-- START Data extract --
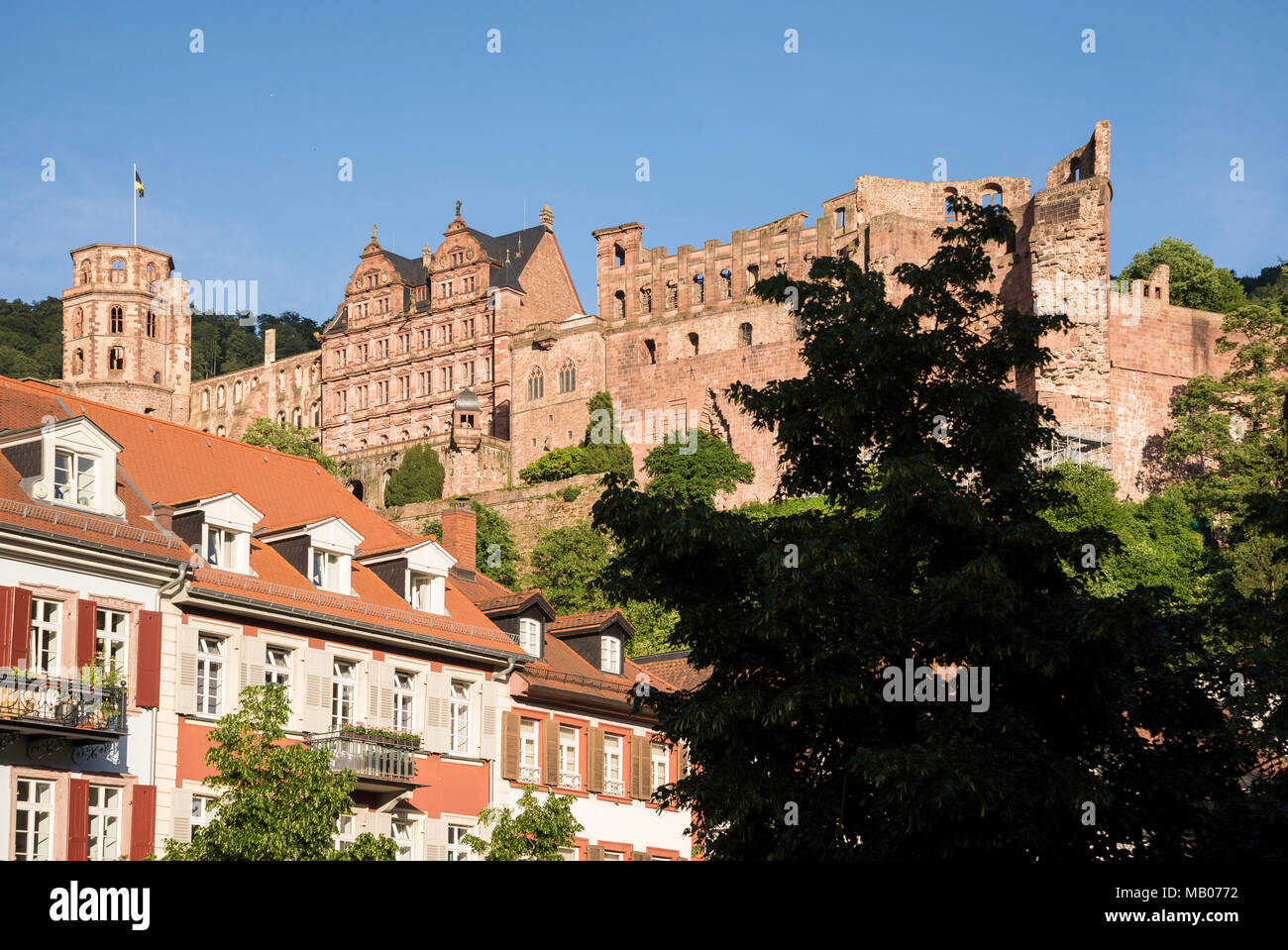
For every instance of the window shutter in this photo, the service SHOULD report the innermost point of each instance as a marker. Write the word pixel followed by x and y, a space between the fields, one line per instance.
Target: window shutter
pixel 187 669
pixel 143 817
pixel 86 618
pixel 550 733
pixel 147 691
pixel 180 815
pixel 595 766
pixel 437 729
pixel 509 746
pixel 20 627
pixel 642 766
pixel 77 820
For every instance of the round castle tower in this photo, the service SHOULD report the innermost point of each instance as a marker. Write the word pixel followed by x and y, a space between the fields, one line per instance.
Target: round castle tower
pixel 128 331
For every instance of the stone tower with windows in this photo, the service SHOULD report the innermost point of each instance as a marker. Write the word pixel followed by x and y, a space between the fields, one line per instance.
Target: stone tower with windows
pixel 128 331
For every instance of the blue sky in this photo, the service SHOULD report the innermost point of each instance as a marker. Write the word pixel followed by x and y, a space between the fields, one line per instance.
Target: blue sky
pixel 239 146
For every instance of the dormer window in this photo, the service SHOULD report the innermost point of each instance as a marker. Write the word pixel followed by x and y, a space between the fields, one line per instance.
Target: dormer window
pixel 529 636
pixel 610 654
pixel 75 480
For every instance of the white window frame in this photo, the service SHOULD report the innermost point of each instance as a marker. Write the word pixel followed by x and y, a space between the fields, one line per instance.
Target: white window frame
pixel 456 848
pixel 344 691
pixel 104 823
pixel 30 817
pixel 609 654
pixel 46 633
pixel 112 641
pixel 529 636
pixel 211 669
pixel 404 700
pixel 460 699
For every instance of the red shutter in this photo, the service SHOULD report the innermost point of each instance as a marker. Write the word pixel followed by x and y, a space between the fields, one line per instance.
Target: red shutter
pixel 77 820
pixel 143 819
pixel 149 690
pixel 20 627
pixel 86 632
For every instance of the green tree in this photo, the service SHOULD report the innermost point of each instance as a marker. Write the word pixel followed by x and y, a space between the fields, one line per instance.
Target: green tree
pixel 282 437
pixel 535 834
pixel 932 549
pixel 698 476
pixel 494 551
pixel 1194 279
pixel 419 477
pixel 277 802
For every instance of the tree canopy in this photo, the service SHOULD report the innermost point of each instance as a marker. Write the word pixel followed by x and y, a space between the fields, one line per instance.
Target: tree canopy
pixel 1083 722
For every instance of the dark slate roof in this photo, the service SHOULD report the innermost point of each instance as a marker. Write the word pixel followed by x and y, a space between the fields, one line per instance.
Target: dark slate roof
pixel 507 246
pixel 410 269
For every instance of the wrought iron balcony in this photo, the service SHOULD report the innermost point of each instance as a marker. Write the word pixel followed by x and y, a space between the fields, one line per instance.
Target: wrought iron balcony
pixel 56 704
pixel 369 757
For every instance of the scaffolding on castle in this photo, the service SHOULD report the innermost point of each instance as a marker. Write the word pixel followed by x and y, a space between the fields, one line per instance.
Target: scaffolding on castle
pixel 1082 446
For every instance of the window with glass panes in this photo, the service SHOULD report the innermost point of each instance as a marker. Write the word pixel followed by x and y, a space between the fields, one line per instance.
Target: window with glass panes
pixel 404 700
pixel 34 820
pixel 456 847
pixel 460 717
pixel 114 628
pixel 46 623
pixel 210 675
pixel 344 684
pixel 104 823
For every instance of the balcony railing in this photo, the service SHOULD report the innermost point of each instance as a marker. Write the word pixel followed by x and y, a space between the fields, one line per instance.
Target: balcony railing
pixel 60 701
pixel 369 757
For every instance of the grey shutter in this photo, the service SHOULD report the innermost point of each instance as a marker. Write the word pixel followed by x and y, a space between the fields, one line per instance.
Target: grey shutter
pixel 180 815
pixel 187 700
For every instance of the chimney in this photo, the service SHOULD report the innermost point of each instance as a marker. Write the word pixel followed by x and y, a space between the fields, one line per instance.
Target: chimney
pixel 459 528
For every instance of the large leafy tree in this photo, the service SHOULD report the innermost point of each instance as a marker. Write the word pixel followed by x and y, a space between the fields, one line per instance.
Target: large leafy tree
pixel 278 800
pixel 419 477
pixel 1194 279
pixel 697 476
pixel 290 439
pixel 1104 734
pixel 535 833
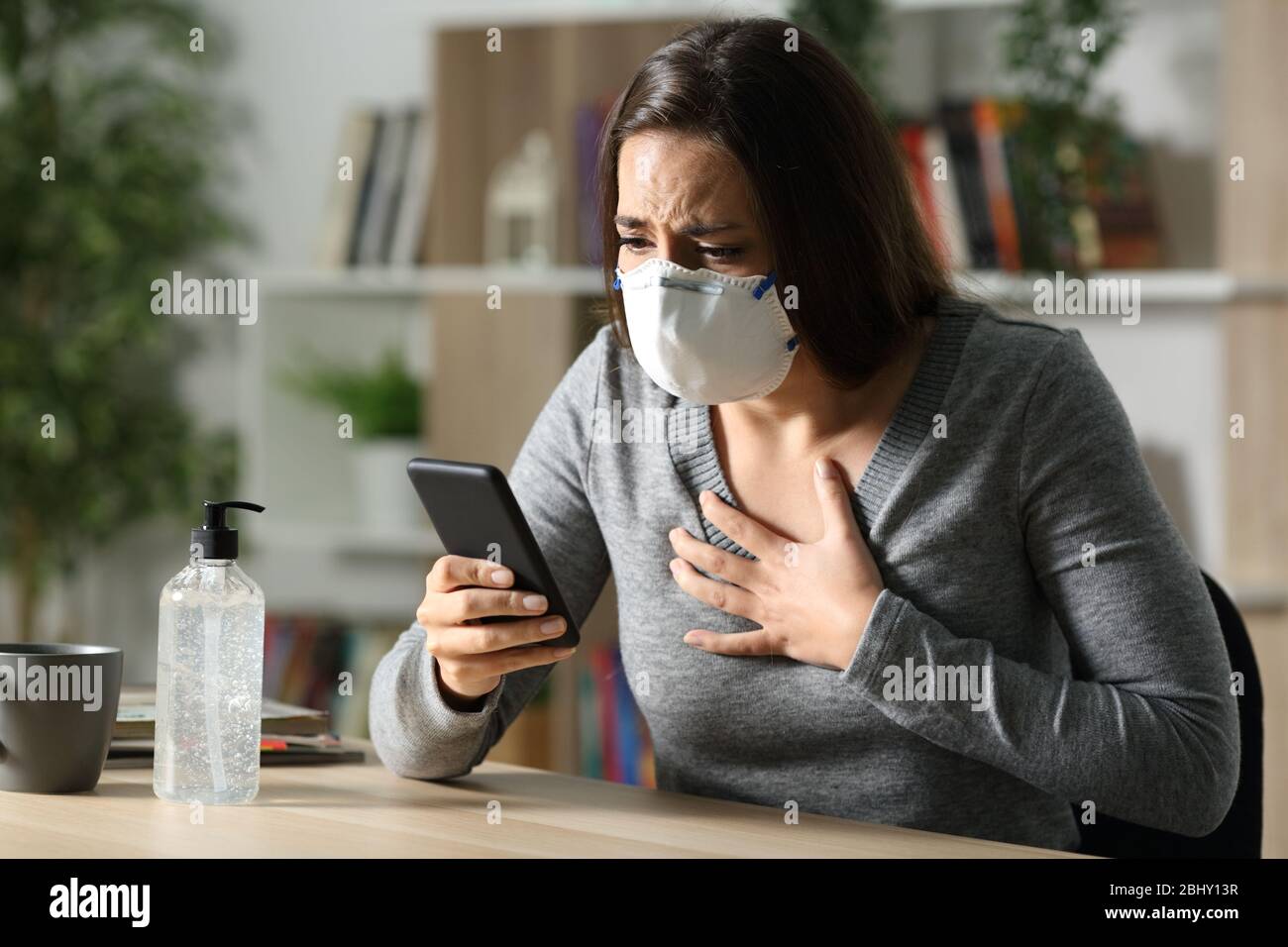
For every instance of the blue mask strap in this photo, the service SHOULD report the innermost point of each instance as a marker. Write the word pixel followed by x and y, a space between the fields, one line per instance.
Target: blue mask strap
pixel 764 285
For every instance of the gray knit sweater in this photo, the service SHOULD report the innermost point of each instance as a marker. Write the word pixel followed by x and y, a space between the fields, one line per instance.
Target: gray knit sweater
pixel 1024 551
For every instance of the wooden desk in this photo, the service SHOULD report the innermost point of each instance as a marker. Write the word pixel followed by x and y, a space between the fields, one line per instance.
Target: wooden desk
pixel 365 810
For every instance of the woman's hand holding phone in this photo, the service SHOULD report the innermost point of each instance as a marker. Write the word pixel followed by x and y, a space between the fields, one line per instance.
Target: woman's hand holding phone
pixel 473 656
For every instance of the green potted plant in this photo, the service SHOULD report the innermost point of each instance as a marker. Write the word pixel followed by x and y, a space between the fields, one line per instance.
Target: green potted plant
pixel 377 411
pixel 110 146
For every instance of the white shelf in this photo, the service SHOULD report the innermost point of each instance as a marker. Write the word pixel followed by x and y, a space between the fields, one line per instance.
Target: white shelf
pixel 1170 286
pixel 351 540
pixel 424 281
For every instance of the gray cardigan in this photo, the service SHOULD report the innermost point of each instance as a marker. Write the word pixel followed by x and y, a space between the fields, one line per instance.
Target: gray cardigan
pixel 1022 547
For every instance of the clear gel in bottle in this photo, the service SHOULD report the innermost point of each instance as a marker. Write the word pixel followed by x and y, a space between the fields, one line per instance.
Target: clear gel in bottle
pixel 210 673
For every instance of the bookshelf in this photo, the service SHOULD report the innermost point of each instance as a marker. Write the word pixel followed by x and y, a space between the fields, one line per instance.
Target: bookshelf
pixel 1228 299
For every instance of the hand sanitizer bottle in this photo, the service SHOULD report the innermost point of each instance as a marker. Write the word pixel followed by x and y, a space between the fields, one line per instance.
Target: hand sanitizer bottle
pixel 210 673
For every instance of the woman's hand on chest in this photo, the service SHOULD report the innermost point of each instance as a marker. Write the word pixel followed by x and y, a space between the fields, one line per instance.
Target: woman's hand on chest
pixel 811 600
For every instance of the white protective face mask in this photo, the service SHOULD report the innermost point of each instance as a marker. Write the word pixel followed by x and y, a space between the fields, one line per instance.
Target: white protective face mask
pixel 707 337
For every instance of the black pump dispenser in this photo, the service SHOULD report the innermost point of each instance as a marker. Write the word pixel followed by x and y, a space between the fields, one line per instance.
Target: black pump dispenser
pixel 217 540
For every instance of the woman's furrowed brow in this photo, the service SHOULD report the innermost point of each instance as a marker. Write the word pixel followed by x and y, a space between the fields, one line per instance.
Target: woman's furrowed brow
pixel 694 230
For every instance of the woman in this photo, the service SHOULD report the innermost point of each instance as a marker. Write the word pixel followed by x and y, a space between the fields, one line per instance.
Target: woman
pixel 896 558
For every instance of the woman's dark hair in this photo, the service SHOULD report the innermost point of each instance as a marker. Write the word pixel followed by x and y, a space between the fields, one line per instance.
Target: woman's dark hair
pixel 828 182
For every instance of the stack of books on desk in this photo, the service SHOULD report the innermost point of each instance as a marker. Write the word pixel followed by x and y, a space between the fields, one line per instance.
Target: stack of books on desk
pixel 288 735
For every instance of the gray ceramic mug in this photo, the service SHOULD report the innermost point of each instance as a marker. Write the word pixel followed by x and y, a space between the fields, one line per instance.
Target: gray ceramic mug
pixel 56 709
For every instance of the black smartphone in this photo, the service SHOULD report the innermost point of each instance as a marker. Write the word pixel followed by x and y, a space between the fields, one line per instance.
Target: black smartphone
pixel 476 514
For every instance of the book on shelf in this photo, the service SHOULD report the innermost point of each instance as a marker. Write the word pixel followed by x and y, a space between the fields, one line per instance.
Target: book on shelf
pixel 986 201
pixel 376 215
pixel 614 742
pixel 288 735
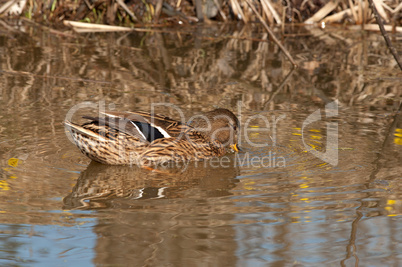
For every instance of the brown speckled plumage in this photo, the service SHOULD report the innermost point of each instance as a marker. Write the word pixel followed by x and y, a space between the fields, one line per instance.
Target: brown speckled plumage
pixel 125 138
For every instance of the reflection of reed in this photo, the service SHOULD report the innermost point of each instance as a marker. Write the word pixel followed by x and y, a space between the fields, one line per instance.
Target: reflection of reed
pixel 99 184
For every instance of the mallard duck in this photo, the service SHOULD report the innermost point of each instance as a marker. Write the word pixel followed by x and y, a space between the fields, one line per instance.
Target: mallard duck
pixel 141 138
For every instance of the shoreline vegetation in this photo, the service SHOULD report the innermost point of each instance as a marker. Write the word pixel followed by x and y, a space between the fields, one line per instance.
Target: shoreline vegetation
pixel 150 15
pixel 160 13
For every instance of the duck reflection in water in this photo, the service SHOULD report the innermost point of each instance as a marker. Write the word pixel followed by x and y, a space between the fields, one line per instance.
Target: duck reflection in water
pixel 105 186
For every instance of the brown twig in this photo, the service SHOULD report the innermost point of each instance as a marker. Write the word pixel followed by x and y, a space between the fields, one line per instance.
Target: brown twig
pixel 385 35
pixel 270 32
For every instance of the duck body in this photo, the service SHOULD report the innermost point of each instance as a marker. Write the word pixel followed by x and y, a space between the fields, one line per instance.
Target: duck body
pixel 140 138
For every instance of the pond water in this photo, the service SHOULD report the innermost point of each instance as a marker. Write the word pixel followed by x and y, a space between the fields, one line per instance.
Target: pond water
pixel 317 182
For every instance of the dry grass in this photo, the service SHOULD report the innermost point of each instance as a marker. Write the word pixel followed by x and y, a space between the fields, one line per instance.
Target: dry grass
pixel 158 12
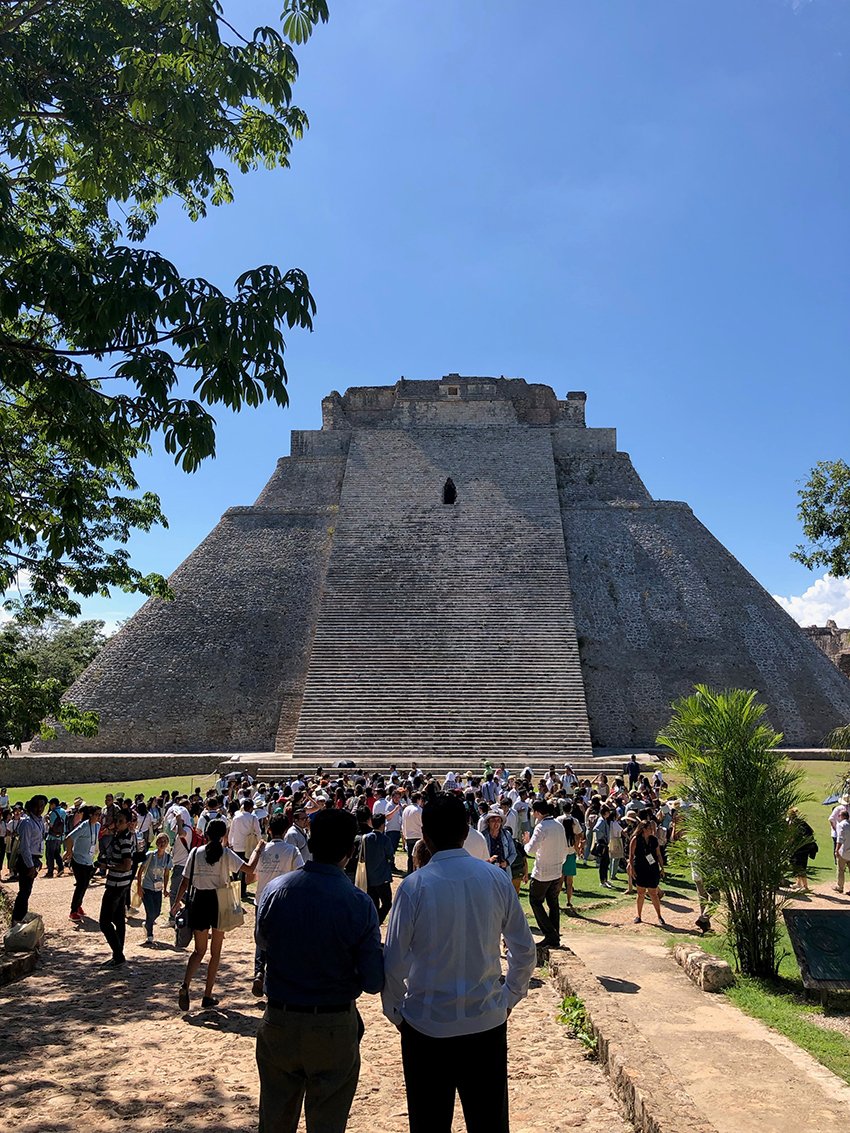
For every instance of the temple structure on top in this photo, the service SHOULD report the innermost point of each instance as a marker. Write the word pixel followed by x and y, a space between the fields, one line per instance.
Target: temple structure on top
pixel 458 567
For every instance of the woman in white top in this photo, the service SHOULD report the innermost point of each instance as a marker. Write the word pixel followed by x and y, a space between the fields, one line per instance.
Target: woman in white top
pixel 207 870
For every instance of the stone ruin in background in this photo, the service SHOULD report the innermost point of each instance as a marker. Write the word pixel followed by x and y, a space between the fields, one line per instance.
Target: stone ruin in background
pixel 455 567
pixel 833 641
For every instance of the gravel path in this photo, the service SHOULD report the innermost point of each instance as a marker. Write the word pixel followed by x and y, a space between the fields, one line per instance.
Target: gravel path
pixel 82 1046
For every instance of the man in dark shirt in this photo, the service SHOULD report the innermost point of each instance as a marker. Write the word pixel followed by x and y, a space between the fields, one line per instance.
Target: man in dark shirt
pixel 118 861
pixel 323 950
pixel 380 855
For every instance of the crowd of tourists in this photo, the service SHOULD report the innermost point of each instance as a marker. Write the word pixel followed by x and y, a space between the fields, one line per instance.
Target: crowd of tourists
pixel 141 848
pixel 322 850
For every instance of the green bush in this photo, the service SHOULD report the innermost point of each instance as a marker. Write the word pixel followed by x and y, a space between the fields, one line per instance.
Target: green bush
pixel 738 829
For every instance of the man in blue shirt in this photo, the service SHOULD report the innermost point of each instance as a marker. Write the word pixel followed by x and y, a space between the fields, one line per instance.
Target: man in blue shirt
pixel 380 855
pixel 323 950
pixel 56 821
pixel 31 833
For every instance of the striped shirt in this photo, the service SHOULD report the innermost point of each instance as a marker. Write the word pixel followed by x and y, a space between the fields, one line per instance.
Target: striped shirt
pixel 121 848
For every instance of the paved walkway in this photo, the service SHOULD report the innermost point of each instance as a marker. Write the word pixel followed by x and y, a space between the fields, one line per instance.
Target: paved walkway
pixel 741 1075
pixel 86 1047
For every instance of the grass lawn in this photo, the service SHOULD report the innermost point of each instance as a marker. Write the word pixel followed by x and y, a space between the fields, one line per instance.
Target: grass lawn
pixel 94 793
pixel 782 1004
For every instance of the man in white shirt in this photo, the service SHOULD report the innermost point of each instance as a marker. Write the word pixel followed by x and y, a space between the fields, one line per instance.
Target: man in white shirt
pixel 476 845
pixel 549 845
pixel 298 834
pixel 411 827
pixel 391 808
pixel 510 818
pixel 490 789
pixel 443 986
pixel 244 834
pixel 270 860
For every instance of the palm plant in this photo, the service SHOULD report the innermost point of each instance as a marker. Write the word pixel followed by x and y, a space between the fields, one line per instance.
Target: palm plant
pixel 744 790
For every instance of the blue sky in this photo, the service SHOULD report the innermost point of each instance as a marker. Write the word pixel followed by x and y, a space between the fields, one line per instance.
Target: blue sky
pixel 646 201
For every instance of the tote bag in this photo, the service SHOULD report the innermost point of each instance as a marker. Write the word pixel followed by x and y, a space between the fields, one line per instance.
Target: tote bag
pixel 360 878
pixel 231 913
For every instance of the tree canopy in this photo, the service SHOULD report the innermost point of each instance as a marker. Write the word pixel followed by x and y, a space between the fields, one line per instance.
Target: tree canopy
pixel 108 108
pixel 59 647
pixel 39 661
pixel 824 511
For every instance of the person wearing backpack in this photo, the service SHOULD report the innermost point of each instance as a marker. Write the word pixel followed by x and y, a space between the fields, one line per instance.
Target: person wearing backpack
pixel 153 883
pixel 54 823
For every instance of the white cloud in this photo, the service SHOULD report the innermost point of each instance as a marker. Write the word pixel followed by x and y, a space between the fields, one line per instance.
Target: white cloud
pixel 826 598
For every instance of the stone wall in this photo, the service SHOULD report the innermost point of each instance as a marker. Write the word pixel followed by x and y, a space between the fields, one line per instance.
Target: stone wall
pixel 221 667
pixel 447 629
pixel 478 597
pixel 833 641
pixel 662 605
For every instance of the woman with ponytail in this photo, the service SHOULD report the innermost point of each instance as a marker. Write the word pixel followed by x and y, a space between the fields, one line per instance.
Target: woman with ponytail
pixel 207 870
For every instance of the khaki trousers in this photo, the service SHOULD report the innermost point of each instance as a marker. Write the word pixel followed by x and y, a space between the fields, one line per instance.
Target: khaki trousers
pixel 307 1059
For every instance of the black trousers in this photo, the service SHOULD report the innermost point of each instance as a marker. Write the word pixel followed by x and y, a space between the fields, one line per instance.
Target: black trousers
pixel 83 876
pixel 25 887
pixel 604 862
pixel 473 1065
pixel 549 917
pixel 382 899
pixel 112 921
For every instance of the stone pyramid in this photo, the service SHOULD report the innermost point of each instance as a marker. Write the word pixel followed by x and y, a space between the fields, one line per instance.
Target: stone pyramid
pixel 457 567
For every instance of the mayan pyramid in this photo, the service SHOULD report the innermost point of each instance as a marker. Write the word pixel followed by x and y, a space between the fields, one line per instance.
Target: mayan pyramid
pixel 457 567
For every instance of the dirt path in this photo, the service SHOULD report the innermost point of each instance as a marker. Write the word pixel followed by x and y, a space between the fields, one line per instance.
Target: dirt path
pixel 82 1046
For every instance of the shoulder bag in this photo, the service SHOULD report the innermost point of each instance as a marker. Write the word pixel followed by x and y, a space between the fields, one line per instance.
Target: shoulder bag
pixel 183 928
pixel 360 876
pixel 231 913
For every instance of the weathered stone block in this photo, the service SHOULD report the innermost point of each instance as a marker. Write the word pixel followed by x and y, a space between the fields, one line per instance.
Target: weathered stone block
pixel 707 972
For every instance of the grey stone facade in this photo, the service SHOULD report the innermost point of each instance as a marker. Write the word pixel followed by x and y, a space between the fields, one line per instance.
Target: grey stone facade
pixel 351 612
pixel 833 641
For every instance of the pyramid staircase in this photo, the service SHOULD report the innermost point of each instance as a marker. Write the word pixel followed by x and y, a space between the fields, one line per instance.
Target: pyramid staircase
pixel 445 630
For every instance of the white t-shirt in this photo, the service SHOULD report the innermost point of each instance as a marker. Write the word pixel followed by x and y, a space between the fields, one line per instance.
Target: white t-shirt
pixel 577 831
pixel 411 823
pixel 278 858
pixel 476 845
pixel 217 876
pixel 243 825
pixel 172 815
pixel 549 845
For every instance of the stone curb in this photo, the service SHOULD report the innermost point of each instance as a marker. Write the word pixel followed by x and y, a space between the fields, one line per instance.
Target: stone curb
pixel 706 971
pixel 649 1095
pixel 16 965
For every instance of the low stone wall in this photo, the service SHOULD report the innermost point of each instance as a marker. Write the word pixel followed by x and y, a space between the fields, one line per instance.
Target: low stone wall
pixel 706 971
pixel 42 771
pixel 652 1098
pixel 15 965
-- END Data extract --
§ Exercise description
Please copy out the rows word for word, beginning at the line that contains "For every instance of the wooden" and stopping after the line that contains "pixel 365 810".

§ Task output
For every instance of the wooden desk in this photo, the service SHOULD report the innermost point of each instance as a marker. Write the word pixel followed by x and y, a space between the fields, one line per instance.
Target: wooden desk
pixel 365 810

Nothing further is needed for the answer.